>> START

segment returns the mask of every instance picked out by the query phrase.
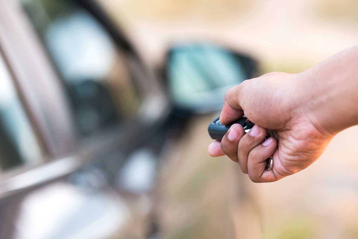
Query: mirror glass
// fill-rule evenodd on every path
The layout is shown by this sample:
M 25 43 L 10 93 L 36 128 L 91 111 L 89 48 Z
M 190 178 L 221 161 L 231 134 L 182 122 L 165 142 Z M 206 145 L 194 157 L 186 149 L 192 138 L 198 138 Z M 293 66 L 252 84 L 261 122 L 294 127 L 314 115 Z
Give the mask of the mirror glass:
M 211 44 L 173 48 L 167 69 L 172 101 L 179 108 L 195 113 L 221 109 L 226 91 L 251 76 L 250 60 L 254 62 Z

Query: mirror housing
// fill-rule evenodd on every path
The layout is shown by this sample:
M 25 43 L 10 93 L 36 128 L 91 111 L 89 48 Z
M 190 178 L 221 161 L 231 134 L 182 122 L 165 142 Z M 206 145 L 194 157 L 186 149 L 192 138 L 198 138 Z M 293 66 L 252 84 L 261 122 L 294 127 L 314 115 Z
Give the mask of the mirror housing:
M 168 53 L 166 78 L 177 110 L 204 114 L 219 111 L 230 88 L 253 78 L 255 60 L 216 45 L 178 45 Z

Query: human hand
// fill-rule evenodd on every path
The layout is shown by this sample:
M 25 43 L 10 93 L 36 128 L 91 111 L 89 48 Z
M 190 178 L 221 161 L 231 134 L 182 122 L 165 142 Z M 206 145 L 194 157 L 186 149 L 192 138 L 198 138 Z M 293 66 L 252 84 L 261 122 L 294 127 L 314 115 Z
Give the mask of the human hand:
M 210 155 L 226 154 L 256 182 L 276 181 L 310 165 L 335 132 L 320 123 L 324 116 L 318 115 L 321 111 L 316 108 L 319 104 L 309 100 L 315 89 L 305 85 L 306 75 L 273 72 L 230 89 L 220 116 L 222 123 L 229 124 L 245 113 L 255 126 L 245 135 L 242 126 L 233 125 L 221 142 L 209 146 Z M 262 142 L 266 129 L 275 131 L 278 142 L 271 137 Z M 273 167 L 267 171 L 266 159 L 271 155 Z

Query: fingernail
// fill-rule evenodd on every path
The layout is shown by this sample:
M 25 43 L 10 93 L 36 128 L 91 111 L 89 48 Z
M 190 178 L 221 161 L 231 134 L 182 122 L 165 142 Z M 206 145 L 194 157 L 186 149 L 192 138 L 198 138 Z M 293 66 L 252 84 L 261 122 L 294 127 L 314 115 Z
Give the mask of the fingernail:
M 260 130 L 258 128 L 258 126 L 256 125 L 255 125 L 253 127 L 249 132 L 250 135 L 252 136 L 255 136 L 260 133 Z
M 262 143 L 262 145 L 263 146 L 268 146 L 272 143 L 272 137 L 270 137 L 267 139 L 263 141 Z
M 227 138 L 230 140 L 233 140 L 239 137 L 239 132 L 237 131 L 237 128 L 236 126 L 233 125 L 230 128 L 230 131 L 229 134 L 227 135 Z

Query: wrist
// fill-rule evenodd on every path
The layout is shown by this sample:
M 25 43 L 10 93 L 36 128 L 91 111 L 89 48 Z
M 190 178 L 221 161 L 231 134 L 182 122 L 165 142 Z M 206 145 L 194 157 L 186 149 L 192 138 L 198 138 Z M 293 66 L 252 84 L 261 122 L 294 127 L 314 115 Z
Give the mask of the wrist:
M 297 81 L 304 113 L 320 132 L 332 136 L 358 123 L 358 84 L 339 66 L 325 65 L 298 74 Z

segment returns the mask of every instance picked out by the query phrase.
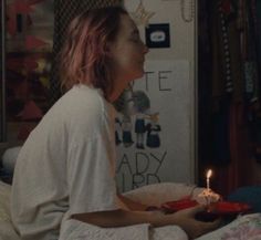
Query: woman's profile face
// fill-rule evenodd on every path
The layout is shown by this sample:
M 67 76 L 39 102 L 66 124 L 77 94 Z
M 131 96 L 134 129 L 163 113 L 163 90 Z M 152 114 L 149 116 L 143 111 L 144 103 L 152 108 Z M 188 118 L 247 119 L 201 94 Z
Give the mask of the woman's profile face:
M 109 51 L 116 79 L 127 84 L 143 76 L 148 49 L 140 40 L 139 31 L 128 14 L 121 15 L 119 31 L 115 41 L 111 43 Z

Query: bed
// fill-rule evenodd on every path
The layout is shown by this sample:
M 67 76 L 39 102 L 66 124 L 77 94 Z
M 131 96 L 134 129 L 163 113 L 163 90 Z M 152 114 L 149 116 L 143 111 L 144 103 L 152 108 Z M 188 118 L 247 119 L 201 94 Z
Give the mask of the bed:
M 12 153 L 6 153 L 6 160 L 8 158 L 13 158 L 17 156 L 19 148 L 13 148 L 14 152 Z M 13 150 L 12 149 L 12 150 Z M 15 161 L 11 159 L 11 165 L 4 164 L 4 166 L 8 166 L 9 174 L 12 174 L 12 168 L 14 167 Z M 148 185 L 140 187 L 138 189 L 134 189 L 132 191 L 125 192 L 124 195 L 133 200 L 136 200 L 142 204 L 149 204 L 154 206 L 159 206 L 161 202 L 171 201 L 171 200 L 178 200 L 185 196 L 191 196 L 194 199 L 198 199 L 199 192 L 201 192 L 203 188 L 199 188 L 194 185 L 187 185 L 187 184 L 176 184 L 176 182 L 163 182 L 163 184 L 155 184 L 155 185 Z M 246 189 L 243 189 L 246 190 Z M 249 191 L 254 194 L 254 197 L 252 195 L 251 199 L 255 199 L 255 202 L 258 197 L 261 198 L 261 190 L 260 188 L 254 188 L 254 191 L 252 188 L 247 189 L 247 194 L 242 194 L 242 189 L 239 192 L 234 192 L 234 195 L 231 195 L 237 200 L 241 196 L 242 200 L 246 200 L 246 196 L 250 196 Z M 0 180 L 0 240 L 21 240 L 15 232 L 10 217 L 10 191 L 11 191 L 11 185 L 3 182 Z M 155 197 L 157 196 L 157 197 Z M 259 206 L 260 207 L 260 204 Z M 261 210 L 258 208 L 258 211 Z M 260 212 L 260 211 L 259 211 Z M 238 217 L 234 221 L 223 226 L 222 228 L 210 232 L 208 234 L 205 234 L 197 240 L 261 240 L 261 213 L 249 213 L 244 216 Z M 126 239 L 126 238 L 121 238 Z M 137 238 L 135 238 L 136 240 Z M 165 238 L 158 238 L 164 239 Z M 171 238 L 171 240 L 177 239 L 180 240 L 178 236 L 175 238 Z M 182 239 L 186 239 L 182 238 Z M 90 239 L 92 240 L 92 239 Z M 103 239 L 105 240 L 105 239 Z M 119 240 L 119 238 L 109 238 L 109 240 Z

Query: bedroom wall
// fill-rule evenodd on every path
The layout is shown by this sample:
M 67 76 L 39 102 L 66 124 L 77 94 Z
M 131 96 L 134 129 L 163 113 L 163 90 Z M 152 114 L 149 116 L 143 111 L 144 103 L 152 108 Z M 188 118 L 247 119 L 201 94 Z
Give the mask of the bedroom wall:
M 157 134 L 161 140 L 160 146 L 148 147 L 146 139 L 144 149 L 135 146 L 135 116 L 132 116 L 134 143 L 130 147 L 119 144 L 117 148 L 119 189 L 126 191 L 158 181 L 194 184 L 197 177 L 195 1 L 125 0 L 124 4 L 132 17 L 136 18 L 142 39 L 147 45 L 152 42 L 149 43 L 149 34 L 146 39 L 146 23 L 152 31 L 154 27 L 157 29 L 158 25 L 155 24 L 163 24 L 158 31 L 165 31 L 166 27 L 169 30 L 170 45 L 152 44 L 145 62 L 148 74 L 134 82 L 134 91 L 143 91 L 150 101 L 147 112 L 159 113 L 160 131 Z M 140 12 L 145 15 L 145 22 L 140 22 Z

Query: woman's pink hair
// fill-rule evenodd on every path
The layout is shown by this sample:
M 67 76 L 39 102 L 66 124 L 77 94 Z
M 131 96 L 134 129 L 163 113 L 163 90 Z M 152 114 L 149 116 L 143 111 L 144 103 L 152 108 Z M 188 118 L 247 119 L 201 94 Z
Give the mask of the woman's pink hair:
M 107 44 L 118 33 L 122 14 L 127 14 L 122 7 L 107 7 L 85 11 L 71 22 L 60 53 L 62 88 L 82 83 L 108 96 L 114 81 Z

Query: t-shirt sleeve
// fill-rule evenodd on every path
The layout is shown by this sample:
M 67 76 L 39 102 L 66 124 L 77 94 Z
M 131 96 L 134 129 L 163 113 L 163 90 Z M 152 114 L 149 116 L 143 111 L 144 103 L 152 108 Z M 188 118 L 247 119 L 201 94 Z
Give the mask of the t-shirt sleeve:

>> END

§ TASK:
Can you copy out the material word for word from its first line through the line containing "M 210 155 L", including both ends and leaving out the pictures?

§ RESPONSE:
segment returns the mask of every instance picked out by the query phrase.
Query: mirror glass
// fill-rule evenodd on every path
The layout is shown by this sample:
M 25 43 L 10 93 L 36 128 L 91 111 L 89 48 Z
M 190 178 L 221 161 L 231 134 L 182 122 L 165 142 Z M 206 145 L 194 157 L 186 149 L 192 138 L 198 138 Z M 293 66 L 252 84 L 261 122 L 294 127 L 314 115 Z
Give the mask of the mirror glass:
M 211 44 L 173 48 L 167 69 L 172 101 L 179 108 L 195 113 L 221 109 L 226 91 L 251 76 L 250 60 L 254 62 Z

Query: mirror housing
// fill-rule evenodd on every path
The layout is shown by this sample:
M 25 43 L 10 93 L 36 128 L 91 111 L 89 48 Z
M 190 178 L 221 161 L 231 134 L 182 122 L 165 142 Z M 206 145 L 194 157 L 186 149 L 192 138 L 198 138 Z M 293 66 L 252 84 L 261 122 L 294 127 L 314 115 Z
Give the mask of the mirror housing:
M 168 53 L 166 78 L 177 110 L 204 114 L 219 111 L 230 88 L 253 78 L 255 60 L 216 45 L 178 45 Z

Query: human hand
// fill-rule evenodd on every path
The layout is shown by this sample:
M 25 43 L 10 93 L 36 128 L 91 111 L 89 48 Z
M 190 178 L 221 161 L 231 134 L 182 122 L 165 142 Z M 206 145 L 194 157 L 186 149 L 192 138 L 198 138 Z M 293 66 L 252 84 L 261 122 L 294 127 L 314 115 Z
Give the mask of the human hand:
M 210 155 L 226 154 L 256 182 L 276 181 L 310 165 L 335 132 L 320 123 L 324 116 L 318 115 L 321 111 L 316 108 L 319 104 L 309 100 L 315 89 L 305 85 L 306 75 L 273 72 L 230 89 L 220 116 L 222 123 L 229 124 L 245 113 L 255 126 L 245 135 L 242 126 L 233 125 L 221 142 L 209 146 Z M 262 142 L 266 129 L 275 131 L 278 142 L 271 137 Z M 273 167 L 267 171 L 266 159 L 271 155 Z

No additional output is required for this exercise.